(Supplied data):
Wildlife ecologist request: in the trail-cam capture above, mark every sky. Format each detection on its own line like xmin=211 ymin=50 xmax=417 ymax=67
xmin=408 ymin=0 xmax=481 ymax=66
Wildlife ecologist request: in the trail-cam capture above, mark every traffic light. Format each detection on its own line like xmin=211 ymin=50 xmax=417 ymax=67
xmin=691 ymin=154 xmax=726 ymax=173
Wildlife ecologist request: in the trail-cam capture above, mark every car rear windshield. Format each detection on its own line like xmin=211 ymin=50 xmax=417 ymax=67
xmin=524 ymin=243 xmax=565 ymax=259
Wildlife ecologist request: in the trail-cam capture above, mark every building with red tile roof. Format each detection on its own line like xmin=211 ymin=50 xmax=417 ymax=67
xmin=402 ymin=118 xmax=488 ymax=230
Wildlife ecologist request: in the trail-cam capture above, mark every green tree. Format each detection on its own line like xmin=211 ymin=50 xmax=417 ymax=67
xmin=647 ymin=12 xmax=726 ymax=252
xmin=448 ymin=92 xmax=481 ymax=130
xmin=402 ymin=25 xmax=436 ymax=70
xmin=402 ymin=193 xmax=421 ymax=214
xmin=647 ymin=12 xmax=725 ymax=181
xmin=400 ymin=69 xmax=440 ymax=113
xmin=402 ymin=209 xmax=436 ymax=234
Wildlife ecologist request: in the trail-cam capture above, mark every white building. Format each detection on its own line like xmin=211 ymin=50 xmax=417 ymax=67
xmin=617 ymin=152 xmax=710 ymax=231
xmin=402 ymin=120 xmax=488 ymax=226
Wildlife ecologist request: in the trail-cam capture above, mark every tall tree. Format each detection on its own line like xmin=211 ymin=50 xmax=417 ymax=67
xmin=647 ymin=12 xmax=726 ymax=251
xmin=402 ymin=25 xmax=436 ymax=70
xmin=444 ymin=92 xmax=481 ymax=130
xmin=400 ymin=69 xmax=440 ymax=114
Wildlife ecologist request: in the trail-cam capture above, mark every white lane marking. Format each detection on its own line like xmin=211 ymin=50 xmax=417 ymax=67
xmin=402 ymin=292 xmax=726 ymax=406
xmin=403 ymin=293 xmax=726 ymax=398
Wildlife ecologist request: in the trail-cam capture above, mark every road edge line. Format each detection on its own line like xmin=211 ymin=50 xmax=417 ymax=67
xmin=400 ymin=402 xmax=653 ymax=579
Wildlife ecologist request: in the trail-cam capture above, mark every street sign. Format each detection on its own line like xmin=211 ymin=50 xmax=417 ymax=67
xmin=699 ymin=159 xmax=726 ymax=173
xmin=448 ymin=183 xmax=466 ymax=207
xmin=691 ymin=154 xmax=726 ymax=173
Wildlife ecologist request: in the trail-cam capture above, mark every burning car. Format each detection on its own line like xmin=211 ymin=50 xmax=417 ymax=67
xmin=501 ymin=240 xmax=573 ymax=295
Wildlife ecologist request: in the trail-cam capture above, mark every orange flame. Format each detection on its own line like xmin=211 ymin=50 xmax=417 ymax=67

(Aim):
Turn the material from the start through the line containing "xmin=400 ymin=402 xmax=653 ymax=579" into a JSON list of strings, one string per line, leaving out blank lines.

(Expected answer):
[
  "Wildlife ecologist request: in the trail-cam capture above, mark every sky. Format each detection on its own line like xmin=211 ymin=50 xmax=417 ymax=67",
  "xmin=408 ymin=0 xmax=481 ymax=66",
  "Wildlife ecologist request: in the trail-cam capture above, mark every traffic light. Format each detection on its own line like xmin=211 ymin=50 xmax=417 ymax=67",
  "xmin=691 ymin=154 xmax=726 ymax=173",
  "Wildlife ecologist request: in the trail-cam capture above, mark every car rear windshield. Format each detection on its own line like xmin=211 ymin=50 xmax=417 ymax=67",
  "xmin=524 ymin=243 xmax=565 ymax=259",
  "Wildlife ecologist request: in the trail-cam capture above, mark every building with red tile roof. Format each detection on its own line like xmin=211 ymin=50 xmax=417 ymax=67",
  "xmin=402 ymin=118 xmax=488 ymax=230",
  "Wildlife ecologist request: in the trail-cam capture above, mark every green tree. Format each detection on its own line like xmin=211 ymin=50 xmax=417 ymax=67",
  "xmin=647 ymin=12 xmax=726 ymax=252",
  "xmin=448 ymin=92 xmax=481 ymax=130",
  "xmin=402 ymin=25 xmax=436 ymax=70",
  "xmin=402 ymin=193 xmax=421 ymax=214",
  "xmin=647 ymin=12 xmax=725 ymax=181",
  "xmin=400 ymin=69 xmax=440 ymax=113",
  "xmin=402 ymin=209 xmax=436 ymax=234",
  "Wildlife ecologist request: in the trail-cam capture above, mark every white building. Format each detection on its own line like xmin=211 ymin=50 xmax=417 ymax=67",
  "xmin=617 ymin=152 xmax=710 ymax=231",
  "xmin=402 ymin=120 xmax=488 ymax=226",
  "Wildlife ecologist request: in the trail-cam capture above, mark every tall tree. Format each detection on its own line like xmin=211 ymin=50 xmax=417 ymax=67",
  "xmin=647 ymin=12 xmax=726 ymax=251",
  "xmin=402 ymin=25 xmax=436 ymax=70",
  "xmin=444 ymin=92 xmax=481 ymax=130",
  "xmin=400 ymin=69 xmax=440 ymax=114",
  "Wildlife ecologist request: in the trail-cam capture above, mark every white lane marking. Format each detection on its own line like xmin=211 ymin=50 xmax=417 ymax=67",
  "xmin=402 ymin=292 xmax=726 ymax=406",
  "xmin=403 ymin=293 xmax=726 ymax=398",
  "Wildlife ecologist request: in the trail-cam capture above, mark every road edge line. Format each detection on its own line like xmin=211 ymin=50 xmax=417 ymax=67",
  "xmin=400 ymin=402 xmax=653 ymax=579"
]